• **WHAT IS NEEDED**
Copy every one of the entries below word for word, leaving out the pictures.

(Source entries)

---+---

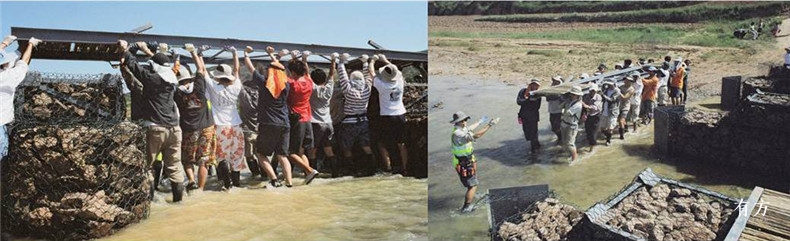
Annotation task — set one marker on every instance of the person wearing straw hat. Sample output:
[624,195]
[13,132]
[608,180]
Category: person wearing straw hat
[196,122]
[571,115]
[627,91]
[389,83]
[611,108]
[464,160]
[223,90]
[592,102]
[529,114]
[555,109]
[163,133]
[649,95]
[299,103]
[12,72]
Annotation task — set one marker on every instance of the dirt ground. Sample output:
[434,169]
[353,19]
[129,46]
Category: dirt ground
[515,61]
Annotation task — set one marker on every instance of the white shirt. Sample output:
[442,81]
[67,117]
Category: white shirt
[224,102]
[390,97]
[636,99]
[9,80]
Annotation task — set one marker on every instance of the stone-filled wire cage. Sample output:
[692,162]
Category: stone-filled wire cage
[55,98]
[75,170]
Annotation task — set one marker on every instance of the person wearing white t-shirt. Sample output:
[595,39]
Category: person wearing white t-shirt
[389,83]
[12,72]
[223,92]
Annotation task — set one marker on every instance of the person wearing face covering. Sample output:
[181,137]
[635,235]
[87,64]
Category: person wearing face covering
[12,73]
[163,133]
[354,129]
[197,124]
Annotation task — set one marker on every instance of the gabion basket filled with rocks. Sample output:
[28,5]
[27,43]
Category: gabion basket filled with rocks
[55,98]
[74,182]
[656,208]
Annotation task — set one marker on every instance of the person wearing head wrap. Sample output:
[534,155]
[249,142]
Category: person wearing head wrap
[163,133]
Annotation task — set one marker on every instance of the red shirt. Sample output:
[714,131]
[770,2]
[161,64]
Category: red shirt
[299,97]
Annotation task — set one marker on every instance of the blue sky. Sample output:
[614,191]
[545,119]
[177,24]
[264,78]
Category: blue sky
[394,25]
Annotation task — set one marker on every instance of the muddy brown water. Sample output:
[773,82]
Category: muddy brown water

---+---

• **FINISHED EXERCISE**
Annotation task — set one marker on every instance of the person wearing straw hat. Sample output:
[624,195]
[13,132]
[608,180]
Category: person wearing straw hat
[196,122]
[571,115]
[627,91]
[389,83]
[611,108]
[464,160]
[223,90]
[592,102]
[529,114]
[555,109]
[163,133]
[649,95]
[299,103]
[12,72]
Annotation task — set one marker on every instance of the dirt ground. Sample output:
[434,169]
[353,19]
[129,46]
Category: dirt ground
[515,61]
Annotation task — set one marker on every instance of the white shirt. Sample output:
[442,81]
[67,117]
Category: white shirt
[224,102]
[390,97]
[636,99]
[9,80]
Annotation task — set one marker on every instance of the stone-filled wire cage. Sample output:
[692,162]
Category: stone-filled wire cage
[55,98]
[75,170]
Annotation task — set one marker on every instance of the person wearing white t-shirt. Sample output:
[595,39]
Category: person wearing white t-shirt
[389,83]
[12,72]
[223,92]
Annotation task — set one marker on every instance of the person wearing face covering. Sample output:
[181,137]
[635,235]
[87,64]
Category: person wearing face covering
[12,73]
[163,133]
[354,129]
[197,124]
Annotation task — set one marker on every instance of the gabion basket filled with rocks. Sample output:
[28,5]
[27,43]
Category: gabion basket filled with rocks
[55,98]
[74,182]
[656,208]
Annotation task — set one marker on every instance of the person wearing head wrap. Sample output:
[534,155]
[249,142]
Category: person wearing head wrap
[163,133]
Annotation task — set one marker on every instance of the red shirt. Sample output:
[714,131]
[770,2]
[161,64]
Category: red shirt
[299,97]
Annotation task — set one marker on every instance of the blue sky. Sample output:
[614,191]
[545,119]
[177,24]
[264,78]
Category: blue sky
[394,25]
Annotation task — set one marker on every instance of the muddy brown water. Sample output:
[773,82]
Category: muddy brown water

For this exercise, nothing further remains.